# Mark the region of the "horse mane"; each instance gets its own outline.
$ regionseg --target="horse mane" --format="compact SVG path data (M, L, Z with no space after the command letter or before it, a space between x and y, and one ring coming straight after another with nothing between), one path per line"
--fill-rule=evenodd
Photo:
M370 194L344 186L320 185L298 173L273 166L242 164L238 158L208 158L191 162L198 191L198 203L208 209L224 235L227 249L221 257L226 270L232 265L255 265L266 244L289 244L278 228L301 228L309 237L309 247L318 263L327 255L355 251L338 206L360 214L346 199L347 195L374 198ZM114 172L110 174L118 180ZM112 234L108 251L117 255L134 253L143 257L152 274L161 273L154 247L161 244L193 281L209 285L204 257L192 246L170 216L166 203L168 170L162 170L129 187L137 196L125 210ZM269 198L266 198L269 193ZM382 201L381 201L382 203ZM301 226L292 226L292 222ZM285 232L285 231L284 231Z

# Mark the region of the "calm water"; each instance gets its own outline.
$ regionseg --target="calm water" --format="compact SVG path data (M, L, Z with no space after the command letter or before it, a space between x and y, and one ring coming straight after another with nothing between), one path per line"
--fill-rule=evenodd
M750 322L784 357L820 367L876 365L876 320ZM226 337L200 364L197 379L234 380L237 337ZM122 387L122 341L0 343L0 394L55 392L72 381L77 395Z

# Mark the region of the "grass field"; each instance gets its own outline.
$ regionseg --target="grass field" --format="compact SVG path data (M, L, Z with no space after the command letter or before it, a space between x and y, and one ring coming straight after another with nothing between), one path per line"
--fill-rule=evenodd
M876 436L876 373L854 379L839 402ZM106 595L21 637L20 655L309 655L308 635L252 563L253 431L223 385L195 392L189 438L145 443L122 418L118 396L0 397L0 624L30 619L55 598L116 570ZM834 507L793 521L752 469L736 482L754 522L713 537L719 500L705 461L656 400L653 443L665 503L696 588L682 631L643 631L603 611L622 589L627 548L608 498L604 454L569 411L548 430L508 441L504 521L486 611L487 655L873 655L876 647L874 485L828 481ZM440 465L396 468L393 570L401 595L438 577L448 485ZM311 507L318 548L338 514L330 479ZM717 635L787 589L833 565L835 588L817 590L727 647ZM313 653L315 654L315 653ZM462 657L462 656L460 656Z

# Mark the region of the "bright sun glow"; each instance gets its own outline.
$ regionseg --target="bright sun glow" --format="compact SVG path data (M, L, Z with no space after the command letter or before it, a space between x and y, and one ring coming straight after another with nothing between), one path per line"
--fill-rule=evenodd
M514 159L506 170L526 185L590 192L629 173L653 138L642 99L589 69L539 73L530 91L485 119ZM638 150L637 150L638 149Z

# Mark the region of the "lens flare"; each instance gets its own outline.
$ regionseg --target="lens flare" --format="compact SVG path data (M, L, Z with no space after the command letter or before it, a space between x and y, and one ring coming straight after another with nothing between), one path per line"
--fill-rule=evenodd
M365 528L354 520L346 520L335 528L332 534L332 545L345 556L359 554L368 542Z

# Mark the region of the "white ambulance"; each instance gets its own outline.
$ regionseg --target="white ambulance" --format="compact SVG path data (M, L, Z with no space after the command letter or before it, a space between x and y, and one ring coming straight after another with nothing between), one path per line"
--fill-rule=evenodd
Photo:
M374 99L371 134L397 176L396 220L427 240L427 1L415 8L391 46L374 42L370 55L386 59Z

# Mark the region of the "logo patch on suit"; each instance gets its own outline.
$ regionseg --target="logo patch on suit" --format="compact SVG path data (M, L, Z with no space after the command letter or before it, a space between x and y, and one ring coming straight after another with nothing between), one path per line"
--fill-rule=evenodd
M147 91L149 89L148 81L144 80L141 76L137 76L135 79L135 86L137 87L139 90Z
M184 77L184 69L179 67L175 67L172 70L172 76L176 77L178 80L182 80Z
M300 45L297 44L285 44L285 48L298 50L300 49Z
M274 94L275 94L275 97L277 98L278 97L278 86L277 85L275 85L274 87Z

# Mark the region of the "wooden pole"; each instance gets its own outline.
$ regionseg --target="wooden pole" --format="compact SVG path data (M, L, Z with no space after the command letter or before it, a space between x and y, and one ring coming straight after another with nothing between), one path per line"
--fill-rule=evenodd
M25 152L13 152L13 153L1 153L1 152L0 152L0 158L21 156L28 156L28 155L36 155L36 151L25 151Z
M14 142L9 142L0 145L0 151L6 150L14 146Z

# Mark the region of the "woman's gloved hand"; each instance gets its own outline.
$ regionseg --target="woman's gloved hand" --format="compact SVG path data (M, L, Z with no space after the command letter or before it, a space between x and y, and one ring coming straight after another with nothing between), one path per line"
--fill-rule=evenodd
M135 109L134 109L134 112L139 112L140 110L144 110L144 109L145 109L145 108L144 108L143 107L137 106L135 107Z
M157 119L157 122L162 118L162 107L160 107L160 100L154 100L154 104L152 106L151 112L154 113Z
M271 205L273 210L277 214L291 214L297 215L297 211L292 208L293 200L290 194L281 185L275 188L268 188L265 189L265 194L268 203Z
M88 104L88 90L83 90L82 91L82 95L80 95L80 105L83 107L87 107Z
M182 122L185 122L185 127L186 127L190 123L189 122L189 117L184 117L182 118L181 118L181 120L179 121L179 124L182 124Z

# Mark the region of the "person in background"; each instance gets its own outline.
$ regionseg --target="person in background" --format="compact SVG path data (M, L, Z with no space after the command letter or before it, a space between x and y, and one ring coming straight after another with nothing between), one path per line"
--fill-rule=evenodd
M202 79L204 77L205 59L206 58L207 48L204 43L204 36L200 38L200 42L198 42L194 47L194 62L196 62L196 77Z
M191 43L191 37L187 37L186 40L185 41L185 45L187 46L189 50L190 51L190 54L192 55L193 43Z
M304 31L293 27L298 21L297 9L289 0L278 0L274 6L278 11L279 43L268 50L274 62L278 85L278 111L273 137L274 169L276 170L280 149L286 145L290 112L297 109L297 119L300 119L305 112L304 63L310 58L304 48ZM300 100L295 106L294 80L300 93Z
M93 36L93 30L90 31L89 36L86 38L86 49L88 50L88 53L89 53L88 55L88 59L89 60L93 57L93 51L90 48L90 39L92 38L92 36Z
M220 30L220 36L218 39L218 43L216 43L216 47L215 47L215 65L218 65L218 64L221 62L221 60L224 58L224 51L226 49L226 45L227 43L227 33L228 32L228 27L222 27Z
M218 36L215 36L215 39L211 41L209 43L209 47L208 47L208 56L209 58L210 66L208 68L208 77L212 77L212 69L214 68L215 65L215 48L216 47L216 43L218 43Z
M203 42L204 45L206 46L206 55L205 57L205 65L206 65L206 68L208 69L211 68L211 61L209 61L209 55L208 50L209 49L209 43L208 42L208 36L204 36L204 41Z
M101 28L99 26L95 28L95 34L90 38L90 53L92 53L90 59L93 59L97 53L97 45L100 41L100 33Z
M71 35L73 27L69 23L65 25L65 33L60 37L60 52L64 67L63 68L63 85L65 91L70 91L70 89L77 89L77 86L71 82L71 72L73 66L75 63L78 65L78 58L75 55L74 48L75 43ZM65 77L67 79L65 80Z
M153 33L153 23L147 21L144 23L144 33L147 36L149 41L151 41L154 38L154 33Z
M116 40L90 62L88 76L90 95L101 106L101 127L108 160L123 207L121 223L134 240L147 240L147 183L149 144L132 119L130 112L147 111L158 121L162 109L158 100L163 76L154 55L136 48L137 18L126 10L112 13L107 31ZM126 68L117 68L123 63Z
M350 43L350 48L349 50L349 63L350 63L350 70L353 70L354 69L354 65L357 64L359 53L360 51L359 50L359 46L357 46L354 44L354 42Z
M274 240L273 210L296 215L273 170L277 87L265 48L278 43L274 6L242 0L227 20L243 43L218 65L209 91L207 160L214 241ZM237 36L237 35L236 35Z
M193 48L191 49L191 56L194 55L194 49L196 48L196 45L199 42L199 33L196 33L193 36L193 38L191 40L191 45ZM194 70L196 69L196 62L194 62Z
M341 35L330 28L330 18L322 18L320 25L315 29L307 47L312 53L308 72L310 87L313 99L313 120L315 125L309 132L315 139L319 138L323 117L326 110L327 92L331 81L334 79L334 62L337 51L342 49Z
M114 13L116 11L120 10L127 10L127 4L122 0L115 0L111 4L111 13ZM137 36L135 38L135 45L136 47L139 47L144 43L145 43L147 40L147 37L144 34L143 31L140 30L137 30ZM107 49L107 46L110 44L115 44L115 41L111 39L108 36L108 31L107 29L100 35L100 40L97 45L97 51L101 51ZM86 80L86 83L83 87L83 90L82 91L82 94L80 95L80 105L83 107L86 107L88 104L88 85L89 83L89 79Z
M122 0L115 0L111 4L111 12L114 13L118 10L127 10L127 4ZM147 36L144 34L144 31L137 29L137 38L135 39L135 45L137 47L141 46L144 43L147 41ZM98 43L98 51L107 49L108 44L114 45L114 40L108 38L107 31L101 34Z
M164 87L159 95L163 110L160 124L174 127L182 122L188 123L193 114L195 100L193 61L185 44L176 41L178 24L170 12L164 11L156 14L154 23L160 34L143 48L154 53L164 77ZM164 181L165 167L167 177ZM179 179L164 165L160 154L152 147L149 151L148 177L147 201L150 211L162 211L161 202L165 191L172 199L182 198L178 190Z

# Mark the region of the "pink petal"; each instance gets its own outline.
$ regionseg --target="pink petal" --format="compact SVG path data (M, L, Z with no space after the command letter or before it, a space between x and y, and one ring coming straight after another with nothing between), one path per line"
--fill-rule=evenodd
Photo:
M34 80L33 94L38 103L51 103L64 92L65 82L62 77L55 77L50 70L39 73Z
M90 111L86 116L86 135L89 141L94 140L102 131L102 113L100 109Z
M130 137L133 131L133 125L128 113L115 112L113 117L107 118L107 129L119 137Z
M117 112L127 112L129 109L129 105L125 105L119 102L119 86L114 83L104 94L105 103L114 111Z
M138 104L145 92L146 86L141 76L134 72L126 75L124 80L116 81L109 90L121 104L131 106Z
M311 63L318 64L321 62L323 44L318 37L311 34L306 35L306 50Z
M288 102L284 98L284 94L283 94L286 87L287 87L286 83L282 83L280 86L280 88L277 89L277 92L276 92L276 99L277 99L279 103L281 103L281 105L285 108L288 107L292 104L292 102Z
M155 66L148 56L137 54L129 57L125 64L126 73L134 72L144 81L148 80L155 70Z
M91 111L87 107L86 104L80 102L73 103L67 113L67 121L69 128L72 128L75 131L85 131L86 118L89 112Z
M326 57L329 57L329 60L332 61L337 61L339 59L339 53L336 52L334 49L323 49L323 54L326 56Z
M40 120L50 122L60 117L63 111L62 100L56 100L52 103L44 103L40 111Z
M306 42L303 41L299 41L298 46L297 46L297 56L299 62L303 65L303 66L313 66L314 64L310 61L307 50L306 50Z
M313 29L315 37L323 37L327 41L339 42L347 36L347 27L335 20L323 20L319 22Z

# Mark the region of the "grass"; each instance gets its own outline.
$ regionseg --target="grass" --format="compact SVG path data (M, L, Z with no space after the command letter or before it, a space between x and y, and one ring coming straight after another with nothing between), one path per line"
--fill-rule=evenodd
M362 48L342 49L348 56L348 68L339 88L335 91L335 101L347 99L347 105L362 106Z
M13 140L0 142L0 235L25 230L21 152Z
::::::::
## Stated exercise
Reproduce the lines from the beginning up to and including the line that contains "M370 194L344 186L320", substituting "horse tail" for "horse mane" and changing nothing else.

## Response to this task
# Mark the region of the "horse tail"; each instance gets its own outline.
$ regionseg --target="horse tail" --format="compact SVG path data (M, L, Z with no space after the command letter or before it, a space between x and y, and one ring coming straight after another with nothing between), one path per line"
--fill-rule=evenodd
Photo:
M370 194L344 186L320 185L298 173L273 166L242 164L238 158L208 158L191 162L198 191L198 203L208 209L224 235L227 249L221 257L226 270L232 265L255 265L266 244L289 244L278 228L301 228L309 237L309 247L318 263L327 255L355 251L338 206L360 214L346 199L347 195L374 198ZM114 172L110 174L118 180ZM112 234L108 251L117 255L134 253L143 257L152 274L161 273L154 247L161 244L193 281L209 285L204 257L192 246L170 216L166 203L168 170L162 170L129 187L137 196L125 210ZM269 198L266 198L269 193ZM382 201L381 201L382 203ZM301 226L292 226L292 222ZM285 232L285 231L284 231Z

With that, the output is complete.